§ **WHAT TO DO**: Summarize the sulcata tortoise text below in two sentences.

§ **SUPPLIED TEXT**:
IUCN Status: Vulnerable
A herbivore of the drier desert regions, sulcata tortoises eat a lot of dried grasses which are high in fibre and low in protein. Here at the zoo they get basic diet of hay, dried alfalfa, dandelions and grated squash with daytime summer access to their grass paddock.
Sulcata tortoises breed after the rains between September and November. A clutch of about 30 eggs are deposited about half a metre below ground level where they will develop and hatch over 90 days or so to make use of the new grass and growth from the rains.
We have a pair of these tortoises, the male being over 45 years of age. Eggs are regularily laid but we do not incubate these. These animals share their environment with a rhino iguana as both species like a dry hot sunny environment with plenty of ultra-violet light.
Sulcata or African spur-thigh tortoises live in the Sahel! This region is where the Sahara desert meets the savanna in northern Africa and semi-arid grasslands, savannas, and thorn shrublands are found in the countries of Burkina Faso, Chad, Eritrea, Ethiopia, Mali, Mauritania, Nigeria, Senegal, and Sudan.
The third largest species of tortoise exceeded in size by the Aldabran and Galapagos tortoise species. They can live well into 70 years+ and attain size of about 90cms in length and 100kgs.

§ **RECORD SET**:
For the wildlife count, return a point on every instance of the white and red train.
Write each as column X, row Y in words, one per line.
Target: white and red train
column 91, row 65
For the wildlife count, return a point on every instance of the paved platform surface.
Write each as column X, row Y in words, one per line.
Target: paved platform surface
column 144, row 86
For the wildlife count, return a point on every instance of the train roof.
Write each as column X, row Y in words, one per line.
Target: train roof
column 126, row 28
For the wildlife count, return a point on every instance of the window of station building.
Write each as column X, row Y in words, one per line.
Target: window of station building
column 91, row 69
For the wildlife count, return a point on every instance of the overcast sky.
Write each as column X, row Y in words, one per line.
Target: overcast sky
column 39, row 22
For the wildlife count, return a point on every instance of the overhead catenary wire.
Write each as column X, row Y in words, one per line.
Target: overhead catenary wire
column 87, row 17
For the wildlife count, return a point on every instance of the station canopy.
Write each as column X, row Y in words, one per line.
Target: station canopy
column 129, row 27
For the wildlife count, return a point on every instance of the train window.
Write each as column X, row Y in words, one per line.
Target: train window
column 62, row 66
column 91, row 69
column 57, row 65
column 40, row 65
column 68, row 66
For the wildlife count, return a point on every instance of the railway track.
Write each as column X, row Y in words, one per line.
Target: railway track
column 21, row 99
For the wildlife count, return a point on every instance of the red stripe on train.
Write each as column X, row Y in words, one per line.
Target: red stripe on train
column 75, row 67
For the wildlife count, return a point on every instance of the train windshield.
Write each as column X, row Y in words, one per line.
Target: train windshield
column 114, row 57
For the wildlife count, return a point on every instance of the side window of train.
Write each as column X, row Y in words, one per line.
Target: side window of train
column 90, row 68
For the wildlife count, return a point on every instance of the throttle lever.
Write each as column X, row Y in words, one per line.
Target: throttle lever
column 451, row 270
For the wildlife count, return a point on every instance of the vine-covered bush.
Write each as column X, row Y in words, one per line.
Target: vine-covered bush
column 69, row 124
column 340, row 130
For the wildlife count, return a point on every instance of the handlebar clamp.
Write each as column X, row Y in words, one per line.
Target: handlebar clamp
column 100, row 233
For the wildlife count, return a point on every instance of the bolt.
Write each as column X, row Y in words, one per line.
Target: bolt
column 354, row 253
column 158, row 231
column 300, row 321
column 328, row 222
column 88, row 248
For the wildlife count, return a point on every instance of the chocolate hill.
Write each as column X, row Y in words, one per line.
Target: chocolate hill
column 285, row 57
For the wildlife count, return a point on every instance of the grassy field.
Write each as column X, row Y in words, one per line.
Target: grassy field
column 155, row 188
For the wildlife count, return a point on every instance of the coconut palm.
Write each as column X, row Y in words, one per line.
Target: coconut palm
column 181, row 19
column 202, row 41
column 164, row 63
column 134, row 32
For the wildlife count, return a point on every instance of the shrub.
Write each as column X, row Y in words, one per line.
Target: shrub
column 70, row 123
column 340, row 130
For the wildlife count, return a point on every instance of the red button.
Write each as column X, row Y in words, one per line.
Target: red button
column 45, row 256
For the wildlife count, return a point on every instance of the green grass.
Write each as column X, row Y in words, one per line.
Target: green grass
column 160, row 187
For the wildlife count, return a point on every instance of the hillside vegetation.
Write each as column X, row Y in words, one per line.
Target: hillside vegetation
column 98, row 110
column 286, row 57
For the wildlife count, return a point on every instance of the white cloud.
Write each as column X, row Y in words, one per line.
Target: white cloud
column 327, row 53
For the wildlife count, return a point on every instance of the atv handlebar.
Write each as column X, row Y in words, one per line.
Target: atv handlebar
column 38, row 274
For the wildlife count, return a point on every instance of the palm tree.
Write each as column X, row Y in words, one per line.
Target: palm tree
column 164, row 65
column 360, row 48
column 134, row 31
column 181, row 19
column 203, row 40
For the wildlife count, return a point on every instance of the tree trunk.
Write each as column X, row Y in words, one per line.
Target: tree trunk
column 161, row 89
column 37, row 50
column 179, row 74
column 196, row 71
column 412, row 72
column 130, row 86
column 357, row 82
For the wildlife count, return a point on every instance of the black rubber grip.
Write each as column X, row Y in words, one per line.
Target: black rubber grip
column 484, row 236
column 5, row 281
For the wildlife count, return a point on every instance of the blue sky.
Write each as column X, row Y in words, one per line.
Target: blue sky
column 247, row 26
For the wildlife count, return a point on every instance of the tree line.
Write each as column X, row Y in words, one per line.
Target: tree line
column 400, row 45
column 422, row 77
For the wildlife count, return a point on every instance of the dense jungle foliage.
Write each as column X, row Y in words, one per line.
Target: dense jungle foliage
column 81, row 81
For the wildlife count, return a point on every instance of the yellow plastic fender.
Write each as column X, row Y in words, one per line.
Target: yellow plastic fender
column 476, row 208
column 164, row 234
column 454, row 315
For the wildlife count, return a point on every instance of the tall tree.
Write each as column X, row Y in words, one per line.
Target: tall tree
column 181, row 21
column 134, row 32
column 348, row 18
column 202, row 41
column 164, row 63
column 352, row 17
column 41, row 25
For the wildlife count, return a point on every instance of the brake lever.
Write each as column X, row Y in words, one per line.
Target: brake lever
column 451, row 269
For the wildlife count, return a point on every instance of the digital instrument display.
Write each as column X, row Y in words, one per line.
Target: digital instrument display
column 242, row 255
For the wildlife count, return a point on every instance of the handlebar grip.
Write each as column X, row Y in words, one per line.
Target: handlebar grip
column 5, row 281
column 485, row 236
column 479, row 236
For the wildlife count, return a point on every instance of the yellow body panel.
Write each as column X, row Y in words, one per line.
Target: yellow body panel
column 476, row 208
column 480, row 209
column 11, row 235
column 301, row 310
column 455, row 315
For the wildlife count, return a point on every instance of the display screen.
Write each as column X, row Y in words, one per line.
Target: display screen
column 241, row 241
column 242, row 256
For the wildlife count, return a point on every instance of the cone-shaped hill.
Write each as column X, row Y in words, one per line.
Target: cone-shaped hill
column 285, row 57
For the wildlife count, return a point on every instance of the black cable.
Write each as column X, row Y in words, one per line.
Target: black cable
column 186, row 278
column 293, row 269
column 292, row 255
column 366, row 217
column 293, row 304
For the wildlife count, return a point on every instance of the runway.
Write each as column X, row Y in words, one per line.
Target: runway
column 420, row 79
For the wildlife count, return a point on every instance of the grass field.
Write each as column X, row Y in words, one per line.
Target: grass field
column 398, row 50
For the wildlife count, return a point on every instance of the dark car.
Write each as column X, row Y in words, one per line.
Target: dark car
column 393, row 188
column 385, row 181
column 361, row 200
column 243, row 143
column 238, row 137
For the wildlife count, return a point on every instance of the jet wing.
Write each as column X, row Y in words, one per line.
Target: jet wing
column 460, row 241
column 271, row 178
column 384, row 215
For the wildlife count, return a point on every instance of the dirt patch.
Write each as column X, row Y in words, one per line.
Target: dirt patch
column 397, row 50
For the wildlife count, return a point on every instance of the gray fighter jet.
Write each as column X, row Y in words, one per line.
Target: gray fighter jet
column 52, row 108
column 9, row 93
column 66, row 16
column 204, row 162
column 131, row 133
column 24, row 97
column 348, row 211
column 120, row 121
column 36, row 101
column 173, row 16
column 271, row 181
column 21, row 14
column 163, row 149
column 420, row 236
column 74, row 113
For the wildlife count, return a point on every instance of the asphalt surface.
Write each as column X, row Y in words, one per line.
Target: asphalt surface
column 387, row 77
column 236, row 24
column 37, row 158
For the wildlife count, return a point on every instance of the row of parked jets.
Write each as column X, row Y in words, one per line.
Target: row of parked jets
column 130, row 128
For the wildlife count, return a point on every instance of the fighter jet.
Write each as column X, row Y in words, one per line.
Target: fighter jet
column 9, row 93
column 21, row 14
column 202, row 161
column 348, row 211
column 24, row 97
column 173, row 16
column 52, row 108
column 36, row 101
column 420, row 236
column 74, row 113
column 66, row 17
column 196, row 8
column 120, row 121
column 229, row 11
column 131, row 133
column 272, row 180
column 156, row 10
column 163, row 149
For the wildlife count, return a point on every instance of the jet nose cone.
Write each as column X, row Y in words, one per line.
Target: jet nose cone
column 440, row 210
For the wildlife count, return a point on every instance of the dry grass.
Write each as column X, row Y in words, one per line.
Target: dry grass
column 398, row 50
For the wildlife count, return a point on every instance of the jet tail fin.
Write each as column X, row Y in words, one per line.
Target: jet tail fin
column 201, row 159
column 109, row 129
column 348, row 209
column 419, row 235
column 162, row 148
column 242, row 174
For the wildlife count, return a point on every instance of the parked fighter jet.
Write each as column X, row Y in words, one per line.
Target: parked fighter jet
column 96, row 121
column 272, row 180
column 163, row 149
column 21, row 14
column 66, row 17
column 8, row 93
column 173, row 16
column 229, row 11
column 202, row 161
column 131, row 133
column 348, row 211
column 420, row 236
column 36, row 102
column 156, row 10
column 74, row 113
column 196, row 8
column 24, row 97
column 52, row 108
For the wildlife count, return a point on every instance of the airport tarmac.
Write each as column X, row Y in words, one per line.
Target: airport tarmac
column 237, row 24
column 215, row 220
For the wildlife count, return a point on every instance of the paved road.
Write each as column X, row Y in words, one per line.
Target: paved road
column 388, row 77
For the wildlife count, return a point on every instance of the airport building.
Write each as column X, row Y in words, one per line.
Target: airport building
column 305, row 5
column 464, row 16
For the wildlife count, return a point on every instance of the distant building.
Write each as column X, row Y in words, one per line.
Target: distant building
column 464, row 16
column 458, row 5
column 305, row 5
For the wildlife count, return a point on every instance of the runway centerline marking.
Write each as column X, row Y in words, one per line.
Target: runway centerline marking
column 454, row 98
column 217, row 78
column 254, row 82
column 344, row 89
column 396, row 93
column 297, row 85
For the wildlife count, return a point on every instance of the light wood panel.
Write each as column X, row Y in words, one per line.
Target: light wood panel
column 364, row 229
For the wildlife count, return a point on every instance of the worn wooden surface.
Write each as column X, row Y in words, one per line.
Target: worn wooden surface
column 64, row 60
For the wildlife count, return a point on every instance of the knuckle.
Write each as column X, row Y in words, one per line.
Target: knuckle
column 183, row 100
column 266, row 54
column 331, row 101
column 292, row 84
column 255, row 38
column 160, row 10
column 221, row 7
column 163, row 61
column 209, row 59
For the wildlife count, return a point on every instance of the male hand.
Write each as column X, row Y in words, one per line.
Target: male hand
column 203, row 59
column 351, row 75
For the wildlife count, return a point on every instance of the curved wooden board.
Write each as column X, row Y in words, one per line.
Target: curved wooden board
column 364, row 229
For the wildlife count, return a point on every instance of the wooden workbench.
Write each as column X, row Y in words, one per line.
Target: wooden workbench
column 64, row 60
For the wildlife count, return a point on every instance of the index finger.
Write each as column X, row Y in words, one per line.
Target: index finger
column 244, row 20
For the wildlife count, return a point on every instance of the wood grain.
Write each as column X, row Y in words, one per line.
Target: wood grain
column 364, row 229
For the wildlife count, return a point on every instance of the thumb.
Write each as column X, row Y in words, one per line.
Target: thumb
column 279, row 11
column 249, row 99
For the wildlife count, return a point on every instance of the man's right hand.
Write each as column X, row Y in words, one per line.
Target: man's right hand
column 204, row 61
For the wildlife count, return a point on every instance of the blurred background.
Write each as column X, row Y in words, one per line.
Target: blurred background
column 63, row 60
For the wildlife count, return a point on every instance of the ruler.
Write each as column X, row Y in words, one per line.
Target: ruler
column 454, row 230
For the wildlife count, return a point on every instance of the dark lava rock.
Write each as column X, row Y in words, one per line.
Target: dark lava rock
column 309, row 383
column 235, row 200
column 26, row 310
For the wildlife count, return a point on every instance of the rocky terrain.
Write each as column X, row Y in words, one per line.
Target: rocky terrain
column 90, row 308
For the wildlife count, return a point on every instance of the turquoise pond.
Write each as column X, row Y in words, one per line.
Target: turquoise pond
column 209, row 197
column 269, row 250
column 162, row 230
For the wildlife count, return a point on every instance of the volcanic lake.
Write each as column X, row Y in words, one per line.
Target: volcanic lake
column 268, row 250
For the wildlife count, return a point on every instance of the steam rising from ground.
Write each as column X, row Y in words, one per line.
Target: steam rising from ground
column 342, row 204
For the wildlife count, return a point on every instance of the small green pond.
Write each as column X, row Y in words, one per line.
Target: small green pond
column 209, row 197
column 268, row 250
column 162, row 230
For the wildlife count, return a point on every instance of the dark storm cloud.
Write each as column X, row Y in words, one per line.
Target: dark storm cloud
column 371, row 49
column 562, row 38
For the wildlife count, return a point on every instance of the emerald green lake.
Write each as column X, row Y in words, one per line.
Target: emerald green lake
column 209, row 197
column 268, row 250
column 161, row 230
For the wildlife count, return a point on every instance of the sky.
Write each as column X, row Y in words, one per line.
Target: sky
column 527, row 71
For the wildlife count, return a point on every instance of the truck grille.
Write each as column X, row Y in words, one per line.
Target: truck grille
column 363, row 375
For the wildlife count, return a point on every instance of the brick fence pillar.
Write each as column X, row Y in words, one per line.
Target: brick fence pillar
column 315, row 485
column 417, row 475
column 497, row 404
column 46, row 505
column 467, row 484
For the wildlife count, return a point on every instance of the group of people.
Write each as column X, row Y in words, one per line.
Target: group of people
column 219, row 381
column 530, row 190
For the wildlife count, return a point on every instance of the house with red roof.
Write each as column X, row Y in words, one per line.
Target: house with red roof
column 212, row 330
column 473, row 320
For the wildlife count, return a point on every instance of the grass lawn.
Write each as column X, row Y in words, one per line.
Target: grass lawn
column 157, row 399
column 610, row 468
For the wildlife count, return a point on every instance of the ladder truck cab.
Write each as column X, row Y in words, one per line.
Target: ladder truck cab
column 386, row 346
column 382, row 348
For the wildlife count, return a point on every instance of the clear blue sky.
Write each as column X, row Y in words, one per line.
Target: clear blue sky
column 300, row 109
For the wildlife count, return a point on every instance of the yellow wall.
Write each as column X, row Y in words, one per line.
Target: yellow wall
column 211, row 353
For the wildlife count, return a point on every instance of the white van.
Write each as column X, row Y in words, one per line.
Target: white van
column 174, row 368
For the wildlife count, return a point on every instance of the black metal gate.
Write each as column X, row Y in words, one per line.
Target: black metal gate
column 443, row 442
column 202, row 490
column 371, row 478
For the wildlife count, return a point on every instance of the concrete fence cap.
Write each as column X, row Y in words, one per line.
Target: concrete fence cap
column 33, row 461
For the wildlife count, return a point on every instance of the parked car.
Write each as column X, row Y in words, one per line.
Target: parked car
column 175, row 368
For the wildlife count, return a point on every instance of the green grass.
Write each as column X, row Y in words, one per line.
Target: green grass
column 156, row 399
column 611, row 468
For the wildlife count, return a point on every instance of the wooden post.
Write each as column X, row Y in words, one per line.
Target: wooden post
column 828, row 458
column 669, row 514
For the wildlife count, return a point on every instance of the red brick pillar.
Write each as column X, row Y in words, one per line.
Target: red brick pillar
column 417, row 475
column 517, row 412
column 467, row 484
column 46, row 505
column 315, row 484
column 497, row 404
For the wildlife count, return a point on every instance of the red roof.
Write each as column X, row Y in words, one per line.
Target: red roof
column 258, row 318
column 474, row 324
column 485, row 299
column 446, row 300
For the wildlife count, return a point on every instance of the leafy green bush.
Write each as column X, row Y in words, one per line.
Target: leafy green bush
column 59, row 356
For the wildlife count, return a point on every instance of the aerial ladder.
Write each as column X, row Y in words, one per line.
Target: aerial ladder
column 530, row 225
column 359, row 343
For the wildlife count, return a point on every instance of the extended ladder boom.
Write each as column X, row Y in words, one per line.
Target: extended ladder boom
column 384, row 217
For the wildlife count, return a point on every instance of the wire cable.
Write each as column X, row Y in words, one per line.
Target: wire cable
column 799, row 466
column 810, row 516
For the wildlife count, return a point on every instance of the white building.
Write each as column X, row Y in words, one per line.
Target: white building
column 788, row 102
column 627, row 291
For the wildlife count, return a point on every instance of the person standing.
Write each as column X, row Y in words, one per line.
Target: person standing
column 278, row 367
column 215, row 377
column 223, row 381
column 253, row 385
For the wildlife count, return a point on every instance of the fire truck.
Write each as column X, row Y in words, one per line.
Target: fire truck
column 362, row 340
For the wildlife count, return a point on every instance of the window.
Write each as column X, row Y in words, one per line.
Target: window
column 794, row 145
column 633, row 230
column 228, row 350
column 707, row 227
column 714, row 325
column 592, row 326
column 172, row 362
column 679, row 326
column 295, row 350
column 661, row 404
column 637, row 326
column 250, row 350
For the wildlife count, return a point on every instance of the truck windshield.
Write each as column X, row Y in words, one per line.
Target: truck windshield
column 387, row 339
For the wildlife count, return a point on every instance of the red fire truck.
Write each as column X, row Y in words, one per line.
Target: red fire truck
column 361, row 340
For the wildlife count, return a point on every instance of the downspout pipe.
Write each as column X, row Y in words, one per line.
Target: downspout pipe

§ **EXERCISE SOLUTION**: Sulcata, or African spur-thigh, tortoises are vulnerable herbivores of the Sahel that eat dried grasses, breed after the rains, and lay clutches of about 30 eggs that hatch in roughly 90 days. As the third largest tortoise species, they can live past 70 years and reach about 90 cm and 100 kg, and the zoo keeps a pair that shares its space with a rhino iguana.